- KUTIPAN TEKS -
Di tahun 1969, Muslimat kemudian memulainya di teras rumah H Affandi di Jagalan untuk sementara sebelum tanah wakaf itu benar-benar dibangun menjadi Balai Kesehatan Ibu dan Anak (BKIA). Hanya ada 1 bidan yang mengoperasikan tempat yang masih diberi nama poliklinik tersebut. Bidan itu bekerja di Pabrik Gula Djombang Baru. Jadi, Poliklinik hanya dibuka 3 kali dalam seminggu. Meskipun pasiennya masih sangat minim, tapi poliklinik tetap beroperasi. Sementara itu, berita tentang pendirian rumah bersalin sudah mulai diberitakan ke ranting-ranting. Ada banyak yang memberikan bantuan berupa beras, uang, hingga bahan bangunan.

 

Namun, hal itu masih mengusik benak Bu Nyai Hj Muktamaroh, Jika hanya mengandalkan jimpitan, akan sulit untuk membangun rumah sakit. Apalagi, dia sudah tidak nyaman ketika tahu tanah wakaf yang sudah dibangun pondasi setinggi satu meter itu dipergunakan oleh orang yang tidak bertanggung jawab untuk melakukan hal-hal buruk. Ia mulai berpikir untuk memberikan pagar di sekitar tanah wakaf. Tapi lantas hal itu juga membuatnya kebingungan mencari uang untuk bisa membangun pagar.

 

“Entah mengapa yang terlintas di kepala saya, membuat konser Rhoma Irama di Stadion. Hasil penjualan tiketnya bisa kami gunakan untuk membuat pagar keliling. Ide itu saya lontarkan saat rapat muslimat. Dan ternyata di luar dugaan, ide saya diterima.

- CATATAN DATA -

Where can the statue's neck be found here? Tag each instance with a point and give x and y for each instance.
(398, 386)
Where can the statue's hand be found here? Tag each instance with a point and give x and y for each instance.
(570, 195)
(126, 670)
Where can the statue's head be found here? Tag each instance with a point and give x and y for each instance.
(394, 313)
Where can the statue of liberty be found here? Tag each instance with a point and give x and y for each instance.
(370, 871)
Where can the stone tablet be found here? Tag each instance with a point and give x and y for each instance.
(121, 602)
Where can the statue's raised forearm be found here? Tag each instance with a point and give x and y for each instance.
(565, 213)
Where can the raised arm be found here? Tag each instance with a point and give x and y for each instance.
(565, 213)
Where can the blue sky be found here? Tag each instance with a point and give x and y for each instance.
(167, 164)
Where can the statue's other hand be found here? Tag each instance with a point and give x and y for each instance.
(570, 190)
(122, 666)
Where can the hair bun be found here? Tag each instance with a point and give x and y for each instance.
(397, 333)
==
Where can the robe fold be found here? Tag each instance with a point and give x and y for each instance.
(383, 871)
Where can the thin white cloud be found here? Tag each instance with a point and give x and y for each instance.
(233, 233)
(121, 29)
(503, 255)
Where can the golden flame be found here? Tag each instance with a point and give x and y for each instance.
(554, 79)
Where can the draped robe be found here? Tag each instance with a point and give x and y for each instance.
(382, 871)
...
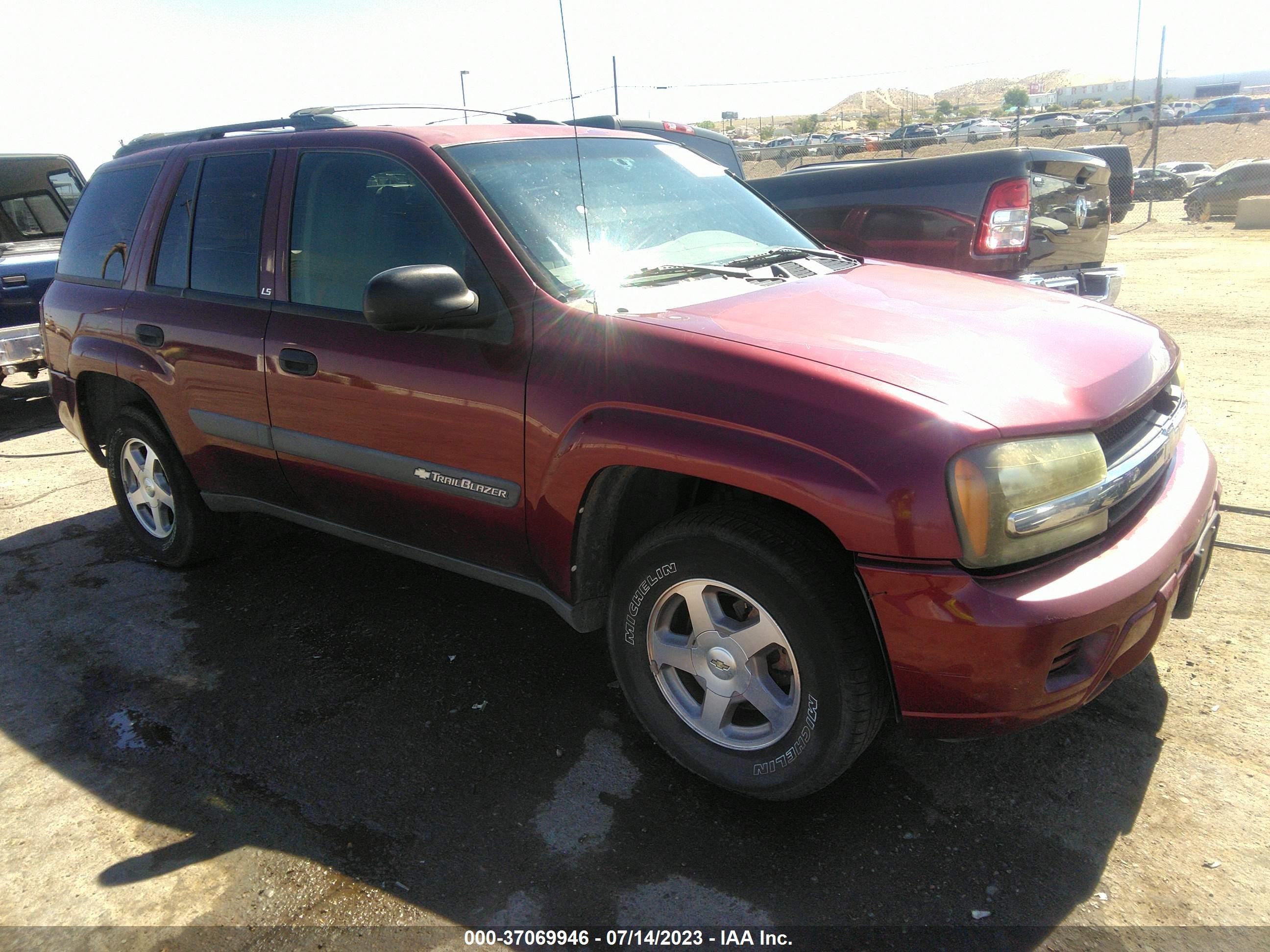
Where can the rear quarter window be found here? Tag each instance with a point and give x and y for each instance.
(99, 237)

- TUGAS ANDA -
[a] Menurut kutipan tentang awal rumah bersalin Muslimat, mengapa poliklinik di teras rumah H Affandi hanya dibuka tiga kali seminggu?
[b] Hitung baris catatan yang memuat kata "robe", lalu tuliskan angkanya saja.

- JAWABAN -
[a] Poliklinik itu hanya dioperasikan oleh satu bidan, dan bidan tersebut juga bekerja di Pabrik Gula Djombang Baru. Karena itu, poliklinik hanya bisa dibuka tiga kali dalam seminggu.

[b] 2